* Aim of the task
According to the letter about youth suicide in Mecklenburg County, what percentage of the county's high school students had attempted suicide in the previous 12 months, as found by the 2011 Charlotte Mecklenburg Youth Risk Behavior Survey?

* Document passage
● ● ● ● ● ● ●

I saw your piece covering the Town Hall meeting during National Suicide Prevention Week entitled “It’s time for our community to talk about suicide.” I wanted to just add a couple of statistics in case you were unaware of them.
The 2011 Charlotte Mecklenburg Youth Risk Behavior Survey found that 15.3 percent of high school students in Mecklenburg county had attempted suicide in the previous 12 months. That number is shocking. The overall N.C. number is 5 percent and the national number is 7.8 percent, making the Mecklenburg county rate three times the NC average and double the national average. Just to flesh that number out, in 2010-2011, I think there were 38,716 students registered in CMS in grades 9-12, meaning that roughly 5,900 high school students attempted suicide in 2011.
Not all states mandate suicide prevention programs. CMS has next to nothing, and one of the poorest commitments to counseling and mental health programs in general. Counselor caseloads are several times the recommended levels, and counselors are overloaded with paperwork and administrative tasks rather being able to focus on the mental health of students.

● ● ● ● ● ● ●

* Listed entries
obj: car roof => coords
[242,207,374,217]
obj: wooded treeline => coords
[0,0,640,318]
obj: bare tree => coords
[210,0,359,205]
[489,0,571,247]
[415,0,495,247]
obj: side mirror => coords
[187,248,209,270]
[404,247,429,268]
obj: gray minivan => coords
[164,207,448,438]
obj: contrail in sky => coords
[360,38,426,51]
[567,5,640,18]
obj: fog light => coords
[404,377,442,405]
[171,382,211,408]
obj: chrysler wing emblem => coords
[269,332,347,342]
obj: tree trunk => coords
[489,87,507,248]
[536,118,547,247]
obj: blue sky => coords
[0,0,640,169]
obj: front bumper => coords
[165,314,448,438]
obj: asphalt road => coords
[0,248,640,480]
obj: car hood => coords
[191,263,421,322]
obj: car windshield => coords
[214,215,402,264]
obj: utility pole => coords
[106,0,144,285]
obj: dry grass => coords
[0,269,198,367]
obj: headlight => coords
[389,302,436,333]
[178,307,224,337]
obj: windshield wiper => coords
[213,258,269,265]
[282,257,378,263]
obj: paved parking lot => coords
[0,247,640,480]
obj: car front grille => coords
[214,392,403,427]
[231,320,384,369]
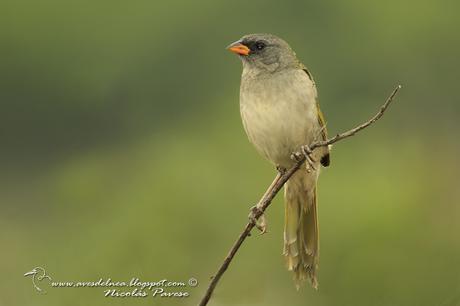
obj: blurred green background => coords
[0,0,460,306]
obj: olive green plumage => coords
[231,34,330,288]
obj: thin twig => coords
[199,85,401,306]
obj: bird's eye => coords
[256,41,265,50]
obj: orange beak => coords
[227,41,251,56]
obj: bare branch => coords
[199,85,401,306]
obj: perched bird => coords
[228,34,330,289]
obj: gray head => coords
[228,34,299,72]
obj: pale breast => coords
[240,69,319,167]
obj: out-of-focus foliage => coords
[0,0,460,306]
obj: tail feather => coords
[283,171,319,289]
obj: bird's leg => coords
[291,152,302,162]
[300,145,316,172]
[276,165,287,175]
[248,205,267,235]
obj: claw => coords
[291,152,301,162]
[276,165,287,175]
[300,146,316,172]
[248,205,267,235]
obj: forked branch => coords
[199,85,401,306]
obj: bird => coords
[227,34,331,290]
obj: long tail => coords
[283,169,319,289]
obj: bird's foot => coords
[300,145,316,173]
[276,165,287,175]
[291,152,302,162]
[248,205,267,235]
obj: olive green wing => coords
[302,67,331,167]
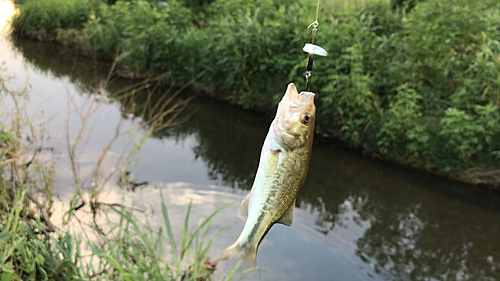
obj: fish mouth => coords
[283,83,315,105]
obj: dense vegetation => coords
[0,67,241,281]
[9,0,500,185]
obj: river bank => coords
[0,17,500,281]
[13,0,500,189]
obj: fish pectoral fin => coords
[238,191,252,220]
[276,199,297,226]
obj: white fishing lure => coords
[302,43,328,57]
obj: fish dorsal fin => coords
[238,191,252,220]
[276,199,297,226]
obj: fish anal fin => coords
[238,191,252,220]
[276,199,297,226]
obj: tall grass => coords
[9,0,500,185]
[0,189,236,281]
[0,61,241,281]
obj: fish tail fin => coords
[220,241,257,266]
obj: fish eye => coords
[302,113,311,125]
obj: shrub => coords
[12,0,99,40]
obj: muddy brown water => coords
[0,3,500,280]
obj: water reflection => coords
[5,37,500,280]
[0,0,16,36]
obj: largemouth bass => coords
[221,83,316,264]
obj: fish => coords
[220,83,316,265]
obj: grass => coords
[0,189,241,281]
[0,64,243,281]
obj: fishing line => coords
[303,0,328,91]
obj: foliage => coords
[9,0,500,182]
[0,68,242,281]
[12,0,98,40]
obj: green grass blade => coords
[181,202,236,260]
[161,194,179,262]
[181,201,193,253]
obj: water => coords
[0,2,500,280]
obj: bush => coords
[9,0,500,184]
[12,0,98,40]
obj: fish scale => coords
[221,83,316,263]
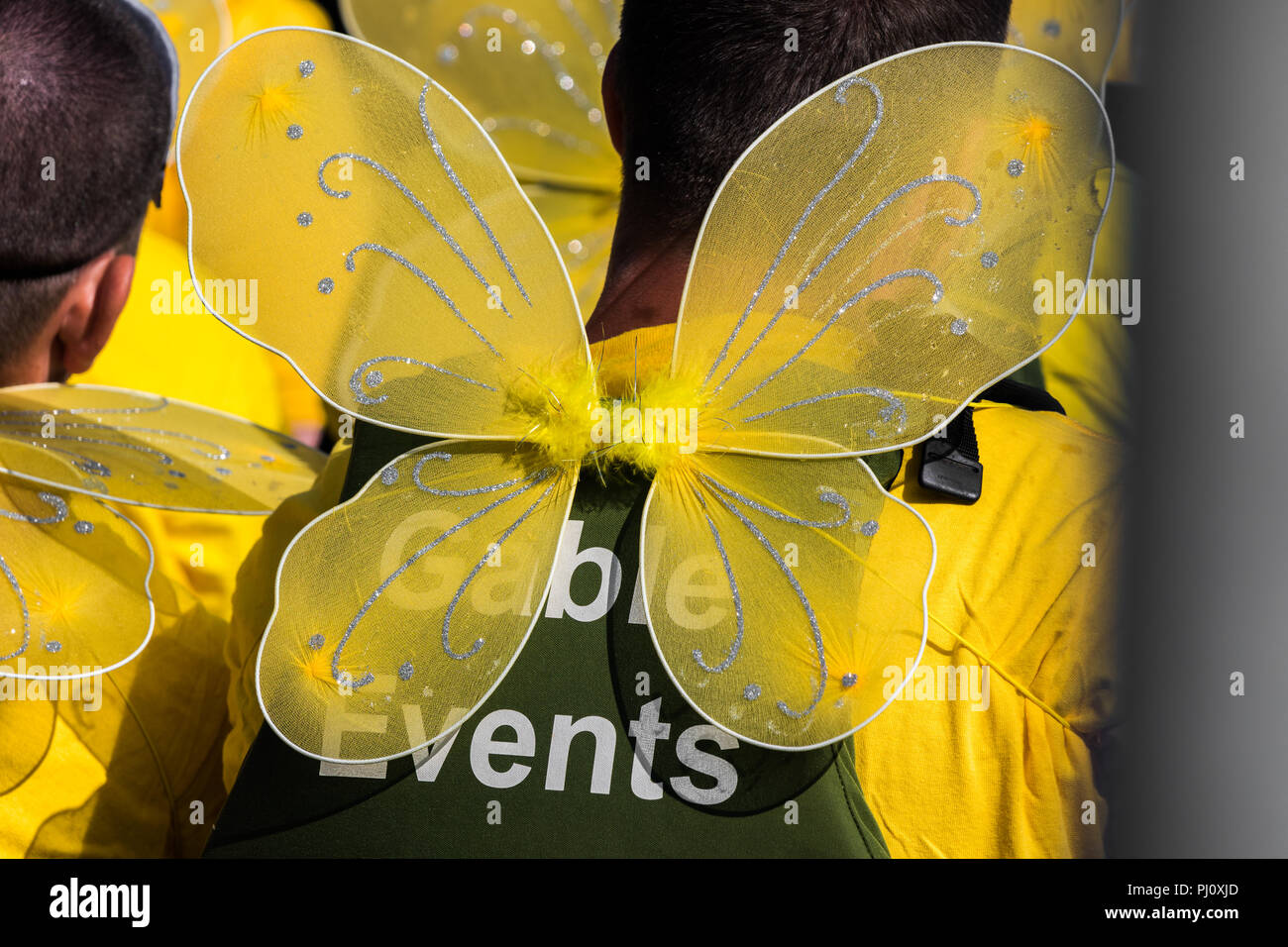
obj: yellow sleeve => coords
[855,404,1121,858]
[223,441,352,789]
[0,575,228,858]
[1042,164,1140,440]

● ● ● ● ● ● ●

* Written response
15.3 percent